TAREFA PROPOSTA
Segundo o trecho do documento, em que país ocorreu, em 2011, a tentativa malsucedida de transplante de útero de doador cadáver?

TRECHO DO DOCUMENTO

Após uma série de estudos suecos em 2014, o transplante de útero intervivos se tornou uma possibilidade para tratamento de infertilidade em mulheres histerectomizadas ou com agenesia uterina. O uso do órgão de doador cadáver poderia aumentar o acesso a essa modalidade de tratamento, porém não havia sido bem-sucedido em tentativa na Turquia em 2011, que culminou em abortamento.
O procedimento foi parte de um protocolo de pesquisa aprovado pelo Comitê de Ética da FMUSP, Comitê Nacional de Ética e Sistema Nacional de Transplantes. A paciente concordou em participar e a família da doadora consentiu com a doação de coração, fígado, rins e, separadamente, útero.
A seleção da receptora contou com os seguintes critérios de inclusão:
- idade entre 21-38 anos,
- IMC < 30, infertilidade uterina primária,
- estar em um relacionamento estável há pelo menos 2 anos e estar de acordo com os termos da pesquisa.
Os critérios de exclusão foram:
- qualquer condição que contraindicasse gestação (hipertensão pulmonar, cardiopatia grave, doença auto imune ou diabetes tipo 1 descompensados),
- diminuição da reserva ovariana,
- infecção por HIV, hepatites B ou C,
- HTLV 1 ou 2,
- ou ausência de espermatozoides viáveis ao espermograma do parceiro da receptora.
A receptora selecionada foi uma mulher de 32 anos, casada há cinco anos, diagnosticada com a síndrome de MRKH. Ela apresentava agenesia uterina, sem outras alterações estruturais. Foi realizada uma angiotomografia que identificou vasculatura normal, ovários proeminentes e um útero rudimentar. Ao exame ginecológico, foi evidenciada uma vagina de 5 cm com fibrose em terço distal.
Em abril de 2016, a receptora foi submetida a fertilização in vitro após ciclo de estimulação ovariana. Os oito blastocistos obtidos foram criopreservados. Durante todo o estudo, a receptora e o parceiro receberam aconselhamento psicológico mensal das equipes especializadas em transplante e reprodução assistida. A doadora foi uma paciente de 45 anos, com três partos vaginais prévios, doadora de múltiplos órgãos, com tipo sanguíneo O positivo, diagnosticada com morte encefálica devido à hemorragia subaracnoide Fisher IV. A cirurgia da doadora se iniciou com a retirada do coração, fígado, rins e, por fim, o útero, que foi dissecado juntamente com seus ligamentos.

MATERIAL FORNECIDO
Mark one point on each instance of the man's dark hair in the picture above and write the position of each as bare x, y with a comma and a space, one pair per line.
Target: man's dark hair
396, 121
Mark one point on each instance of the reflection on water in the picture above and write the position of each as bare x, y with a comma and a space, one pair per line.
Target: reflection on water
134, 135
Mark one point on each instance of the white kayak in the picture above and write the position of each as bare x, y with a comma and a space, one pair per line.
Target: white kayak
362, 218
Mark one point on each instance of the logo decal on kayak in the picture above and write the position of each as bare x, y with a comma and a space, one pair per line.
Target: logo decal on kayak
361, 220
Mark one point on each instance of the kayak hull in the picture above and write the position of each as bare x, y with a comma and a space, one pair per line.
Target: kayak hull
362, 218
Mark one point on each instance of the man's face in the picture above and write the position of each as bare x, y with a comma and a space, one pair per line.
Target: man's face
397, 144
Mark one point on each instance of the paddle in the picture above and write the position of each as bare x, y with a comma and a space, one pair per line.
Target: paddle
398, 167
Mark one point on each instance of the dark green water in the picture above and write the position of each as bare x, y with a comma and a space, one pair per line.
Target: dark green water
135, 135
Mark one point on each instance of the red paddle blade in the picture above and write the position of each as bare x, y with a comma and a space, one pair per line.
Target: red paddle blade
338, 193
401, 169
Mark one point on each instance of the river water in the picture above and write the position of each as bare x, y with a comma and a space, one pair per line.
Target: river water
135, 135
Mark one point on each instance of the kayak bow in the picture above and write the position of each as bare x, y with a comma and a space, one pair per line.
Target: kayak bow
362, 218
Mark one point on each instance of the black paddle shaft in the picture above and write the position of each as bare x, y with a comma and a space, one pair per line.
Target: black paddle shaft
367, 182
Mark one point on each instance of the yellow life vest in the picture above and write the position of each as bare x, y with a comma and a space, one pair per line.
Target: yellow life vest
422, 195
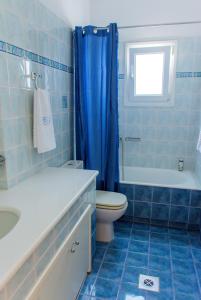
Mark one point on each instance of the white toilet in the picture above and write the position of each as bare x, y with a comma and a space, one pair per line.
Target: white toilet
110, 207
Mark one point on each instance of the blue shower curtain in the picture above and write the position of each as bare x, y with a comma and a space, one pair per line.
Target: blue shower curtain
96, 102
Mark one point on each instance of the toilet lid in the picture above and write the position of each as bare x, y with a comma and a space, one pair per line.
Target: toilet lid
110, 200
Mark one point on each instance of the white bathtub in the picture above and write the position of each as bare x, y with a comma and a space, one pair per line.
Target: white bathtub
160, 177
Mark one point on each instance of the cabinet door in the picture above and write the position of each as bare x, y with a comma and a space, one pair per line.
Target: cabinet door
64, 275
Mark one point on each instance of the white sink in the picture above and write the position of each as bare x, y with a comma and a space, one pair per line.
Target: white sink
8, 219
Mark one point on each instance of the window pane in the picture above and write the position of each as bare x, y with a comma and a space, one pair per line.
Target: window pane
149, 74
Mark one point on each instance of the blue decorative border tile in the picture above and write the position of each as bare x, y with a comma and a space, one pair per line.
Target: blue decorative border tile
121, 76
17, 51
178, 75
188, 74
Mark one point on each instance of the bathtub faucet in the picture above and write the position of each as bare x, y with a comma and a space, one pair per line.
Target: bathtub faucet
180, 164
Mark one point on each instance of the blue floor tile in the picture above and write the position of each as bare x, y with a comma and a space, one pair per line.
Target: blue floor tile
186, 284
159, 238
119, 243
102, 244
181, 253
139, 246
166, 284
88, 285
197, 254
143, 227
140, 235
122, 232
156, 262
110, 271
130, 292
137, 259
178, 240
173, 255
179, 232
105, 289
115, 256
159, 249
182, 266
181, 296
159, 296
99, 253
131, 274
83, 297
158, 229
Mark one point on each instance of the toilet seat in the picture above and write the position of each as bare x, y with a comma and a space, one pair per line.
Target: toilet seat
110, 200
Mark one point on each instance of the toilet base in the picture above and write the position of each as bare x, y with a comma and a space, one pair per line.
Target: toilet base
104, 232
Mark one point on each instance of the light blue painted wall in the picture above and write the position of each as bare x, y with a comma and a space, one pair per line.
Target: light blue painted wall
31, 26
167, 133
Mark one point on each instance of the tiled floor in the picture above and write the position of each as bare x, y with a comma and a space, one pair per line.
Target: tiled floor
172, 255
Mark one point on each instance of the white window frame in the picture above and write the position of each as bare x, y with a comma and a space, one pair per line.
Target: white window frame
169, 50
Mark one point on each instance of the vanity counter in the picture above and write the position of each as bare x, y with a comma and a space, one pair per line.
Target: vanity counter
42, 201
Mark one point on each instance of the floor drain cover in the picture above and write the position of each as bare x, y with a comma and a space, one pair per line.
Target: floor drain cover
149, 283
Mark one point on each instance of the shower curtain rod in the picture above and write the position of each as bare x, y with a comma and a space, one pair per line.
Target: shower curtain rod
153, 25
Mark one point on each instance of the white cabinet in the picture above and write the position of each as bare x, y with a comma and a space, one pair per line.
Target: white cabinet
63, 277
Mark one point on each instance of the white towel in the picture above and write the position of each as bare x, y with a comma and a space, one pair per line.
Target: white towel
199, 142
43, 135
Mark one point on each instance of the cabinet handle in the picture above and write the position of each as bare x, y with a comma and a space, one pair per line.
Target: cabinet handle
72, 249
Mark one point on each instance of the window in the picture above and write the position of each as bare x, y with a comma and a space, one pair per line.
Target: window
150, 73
...
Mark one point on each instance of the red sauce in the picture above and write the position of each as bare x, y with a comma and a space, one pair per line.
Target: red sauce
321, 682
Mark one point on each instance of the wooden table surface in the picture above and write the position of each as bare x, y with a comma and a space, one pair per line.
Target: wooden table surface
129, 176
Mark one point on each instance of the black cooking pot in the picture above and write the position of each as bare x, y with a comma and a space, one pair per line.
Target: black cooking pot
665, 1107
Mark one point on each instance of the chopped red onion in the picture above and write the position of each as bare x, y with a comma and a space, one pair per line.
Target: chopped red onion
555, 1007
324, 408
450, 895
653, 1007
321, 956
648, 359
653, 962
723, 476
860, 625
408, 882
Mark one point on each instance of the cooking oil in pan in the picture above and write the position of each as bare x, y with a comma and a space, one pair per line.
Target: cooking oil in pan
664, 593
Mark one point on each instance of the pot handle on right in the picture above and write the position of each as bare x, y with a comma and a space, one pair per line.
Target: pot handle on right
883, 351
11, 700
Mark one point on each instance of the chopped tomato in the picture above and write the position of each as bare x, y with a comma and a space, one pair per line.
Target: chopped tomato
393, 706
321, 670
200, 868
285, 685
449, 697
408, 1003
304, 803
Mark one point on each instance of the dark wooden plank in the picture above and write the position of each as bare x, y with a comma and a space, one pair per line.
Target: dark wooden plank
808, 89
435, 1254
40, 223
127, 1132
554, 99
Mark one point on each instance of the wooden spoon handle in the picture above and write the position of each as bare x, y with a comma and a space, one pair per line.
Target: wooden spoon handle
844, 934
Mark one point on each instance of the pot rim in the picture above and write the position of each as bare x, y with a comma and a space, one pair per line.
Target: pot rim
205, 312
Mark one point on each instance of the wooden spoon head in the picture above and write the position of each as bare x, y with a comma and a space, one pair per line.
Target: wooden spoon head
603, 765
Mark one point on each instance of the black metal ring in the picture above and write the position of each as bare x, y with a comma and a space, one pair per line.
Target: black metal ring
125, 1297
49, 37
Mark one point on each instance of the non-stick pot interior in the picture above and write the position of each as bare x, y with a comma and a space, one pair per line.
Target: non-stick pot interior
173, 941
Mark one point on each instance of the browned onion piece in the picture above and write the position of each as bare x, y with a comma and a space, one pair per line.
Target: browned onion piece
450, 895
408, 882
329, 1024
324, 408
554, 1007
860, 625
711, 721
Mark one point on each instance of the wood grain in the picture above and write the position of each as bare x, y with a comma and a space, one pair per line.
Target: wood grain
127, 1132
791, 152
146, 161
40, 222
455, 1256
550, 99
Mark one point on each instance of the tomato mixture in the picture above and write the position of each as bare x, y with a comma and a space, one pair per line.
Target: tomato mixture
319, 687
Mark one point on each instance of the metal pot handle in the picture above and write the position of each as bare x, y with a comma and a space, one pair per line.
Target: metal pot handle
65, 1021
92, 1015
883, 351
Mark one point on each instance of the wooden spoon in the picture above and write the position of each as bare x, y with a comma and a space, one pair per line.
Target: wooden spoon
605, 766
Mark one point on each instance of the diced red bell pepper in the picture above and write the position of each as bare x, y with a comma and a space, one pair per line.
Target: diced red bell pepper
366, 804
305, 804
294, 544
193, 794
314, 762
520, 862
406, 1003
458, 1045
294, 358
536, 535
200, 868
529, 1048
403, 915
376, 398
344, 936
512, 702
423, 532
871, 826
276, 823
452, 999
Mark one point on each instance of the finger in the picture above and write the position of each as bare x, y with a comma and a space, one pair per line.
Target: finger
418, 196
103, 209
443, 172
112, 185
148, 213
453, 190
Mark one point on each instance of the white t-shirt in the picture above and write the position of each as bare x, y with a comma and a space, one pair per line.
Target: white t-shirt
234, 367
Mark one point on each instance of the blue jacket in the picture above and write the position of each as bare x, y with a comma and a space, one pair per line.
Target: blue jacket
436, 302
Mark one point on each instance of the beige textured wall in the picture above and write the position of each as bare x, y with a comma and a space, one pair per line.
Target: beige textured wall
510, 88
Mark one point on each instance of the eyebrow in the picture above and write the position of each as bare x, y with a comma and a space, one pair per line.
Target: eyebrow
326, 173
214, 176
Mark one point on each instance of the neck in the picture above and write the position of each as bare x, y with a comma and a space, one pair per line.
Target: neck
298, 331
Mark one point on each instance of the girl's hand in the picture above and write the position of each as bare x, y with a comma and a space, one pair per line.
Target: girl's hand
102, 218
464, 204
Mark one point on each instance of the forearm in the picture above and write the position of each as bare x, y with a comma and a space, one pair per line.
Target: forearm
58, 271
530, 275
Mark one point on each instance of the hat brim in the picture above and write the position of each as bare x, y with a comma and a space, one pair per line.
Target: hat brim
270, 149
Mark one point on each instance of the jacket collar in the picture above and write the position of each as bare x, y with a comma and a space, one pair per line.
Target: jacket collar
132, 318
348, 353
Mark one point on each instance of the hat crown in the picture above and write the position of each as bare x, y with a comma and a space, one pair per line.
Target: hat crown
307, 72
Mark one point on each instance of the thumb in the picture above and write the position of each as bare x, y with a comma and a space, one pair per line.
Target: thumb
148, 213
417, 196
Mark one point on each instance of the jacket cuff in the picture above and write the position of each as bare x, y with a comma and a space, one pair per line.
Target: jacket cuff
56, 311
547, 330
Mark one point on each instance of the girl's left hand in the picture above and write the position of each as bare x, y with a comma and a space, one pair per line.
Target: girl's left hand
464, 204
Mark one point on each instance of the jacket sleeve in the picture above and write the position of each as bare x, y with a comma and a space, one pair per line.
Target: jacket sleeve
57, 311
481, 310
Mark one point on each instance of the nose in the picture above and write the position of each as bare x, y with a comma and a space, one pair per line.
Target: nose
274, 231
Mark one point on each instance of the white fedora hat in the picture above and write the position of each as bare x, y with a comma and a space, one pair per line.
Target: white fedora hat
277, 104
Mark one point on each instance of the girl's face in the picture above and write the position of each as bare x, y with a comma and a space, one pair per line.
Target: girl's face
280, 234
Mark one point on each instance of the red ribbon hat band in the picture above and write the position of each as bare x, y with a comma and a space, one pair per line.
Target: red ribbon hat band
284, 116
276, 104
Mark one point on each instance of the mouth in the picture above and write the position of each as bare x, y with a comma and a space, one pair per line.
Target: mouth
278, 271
---
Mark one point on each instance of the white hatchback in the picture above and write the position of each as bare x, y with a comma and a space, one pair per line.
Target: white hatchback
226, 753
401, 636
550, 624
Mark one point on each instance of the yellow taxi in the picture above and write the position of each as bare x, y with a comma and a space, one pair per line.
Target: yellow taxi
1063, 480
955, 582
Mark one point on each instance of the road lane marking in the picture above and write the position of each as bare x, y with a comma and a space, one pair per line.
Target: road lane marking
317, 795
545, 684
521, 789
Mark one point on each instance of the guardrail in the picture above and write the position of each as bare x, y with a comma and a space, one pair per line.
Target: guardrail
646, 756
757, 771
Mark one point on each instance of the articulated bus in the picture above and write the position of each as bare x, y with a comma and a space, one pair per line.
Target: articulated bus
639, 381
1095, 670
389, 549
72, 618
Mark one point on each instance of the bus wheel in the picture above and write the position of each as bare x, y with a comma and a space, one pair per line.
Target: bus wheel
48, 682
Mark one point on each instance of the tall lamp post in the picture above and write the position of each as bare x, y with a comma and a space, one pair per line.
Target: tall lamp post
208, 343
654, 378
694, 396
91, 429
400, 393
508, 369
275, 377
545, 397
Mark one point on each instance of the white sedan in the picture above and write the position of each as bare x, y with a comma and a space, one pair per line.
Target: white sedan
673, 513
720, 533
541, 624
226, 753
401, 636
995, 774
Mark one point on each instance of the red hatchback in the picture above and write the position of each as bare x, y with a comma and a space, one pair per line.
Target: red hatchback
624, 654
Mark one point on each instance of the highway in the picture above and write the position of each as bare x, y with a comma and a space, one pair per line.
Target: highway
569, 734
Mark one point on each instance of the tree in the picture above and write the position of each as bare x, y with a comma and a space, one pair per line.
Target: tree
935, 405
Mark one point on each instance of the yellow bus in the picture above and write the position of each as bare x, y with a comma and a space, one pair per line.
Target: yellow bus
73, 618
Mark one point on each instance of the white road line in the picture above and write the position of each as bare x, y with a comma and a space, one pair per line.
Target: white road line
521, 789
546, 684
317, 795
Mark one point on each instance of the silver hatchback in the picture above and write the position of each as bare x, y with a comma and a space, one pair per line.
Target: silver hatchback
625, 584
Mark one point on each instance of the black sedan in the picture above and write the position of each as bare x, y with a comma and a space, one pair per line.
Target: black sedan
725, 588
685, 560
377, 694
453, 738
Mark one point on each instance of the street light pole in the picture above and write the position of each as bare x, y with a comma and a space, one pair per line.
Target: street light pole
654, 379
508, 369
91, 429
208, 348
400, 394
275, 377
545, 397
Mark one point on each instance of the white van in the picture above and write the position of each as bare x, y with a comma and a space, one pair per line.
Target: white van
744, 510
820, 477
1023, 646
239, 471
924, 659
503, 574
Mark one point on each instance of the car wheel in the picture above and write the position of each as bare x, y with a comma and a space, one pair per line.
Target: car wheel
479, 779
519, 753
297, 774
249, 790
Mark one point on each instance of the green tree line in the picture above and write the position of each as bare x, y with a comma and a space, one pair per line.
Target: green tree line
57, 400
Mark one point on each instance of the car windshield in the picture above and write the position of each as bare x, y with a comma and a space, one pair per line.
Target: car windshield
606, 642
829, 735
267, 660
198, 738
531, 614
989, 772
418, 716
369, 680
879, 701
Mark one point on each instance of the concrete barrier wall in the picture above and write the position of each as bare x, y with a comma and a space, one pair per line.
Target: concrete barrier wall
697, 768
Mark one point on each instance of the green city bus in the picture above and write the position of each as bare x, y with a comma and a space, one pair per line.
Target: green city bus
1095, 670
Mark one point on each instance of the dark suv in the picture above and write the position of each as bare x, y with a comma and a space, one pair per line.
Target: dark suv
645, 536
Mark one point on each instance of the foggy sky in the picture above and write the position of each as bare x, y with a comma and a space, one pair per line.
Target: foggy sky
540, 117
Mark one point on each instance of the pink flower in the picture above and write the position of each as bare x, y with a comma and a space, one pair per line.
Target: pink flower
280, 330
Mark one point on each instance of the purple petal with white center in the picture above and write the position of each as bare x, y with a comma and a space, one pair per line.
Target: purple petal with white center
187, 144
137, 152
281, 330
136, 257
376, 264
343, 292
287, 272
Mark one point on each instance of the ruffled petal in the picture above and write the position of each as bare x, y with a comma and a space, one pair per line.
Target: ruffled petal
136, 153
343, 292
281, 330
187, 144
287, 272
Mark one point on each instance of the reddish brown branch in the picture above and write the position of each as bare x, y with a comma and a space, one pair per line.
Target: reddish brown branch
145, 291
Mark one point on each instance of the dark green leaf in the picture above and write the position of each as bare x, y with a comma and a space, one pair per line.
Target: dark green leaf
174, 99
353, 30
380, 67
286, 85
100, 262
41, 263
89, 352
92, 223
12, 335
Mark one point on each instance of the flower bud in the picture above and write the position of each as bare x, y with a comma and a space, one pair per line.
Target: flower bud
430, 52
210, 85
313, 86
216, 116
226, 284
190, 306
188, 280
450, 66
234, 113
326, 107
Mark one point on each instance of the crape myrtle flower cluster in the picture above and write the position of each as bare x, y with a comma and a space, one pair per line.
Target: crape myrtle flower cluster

RESOLUÇÃO DO EXERCÍCIO
Na Turquia.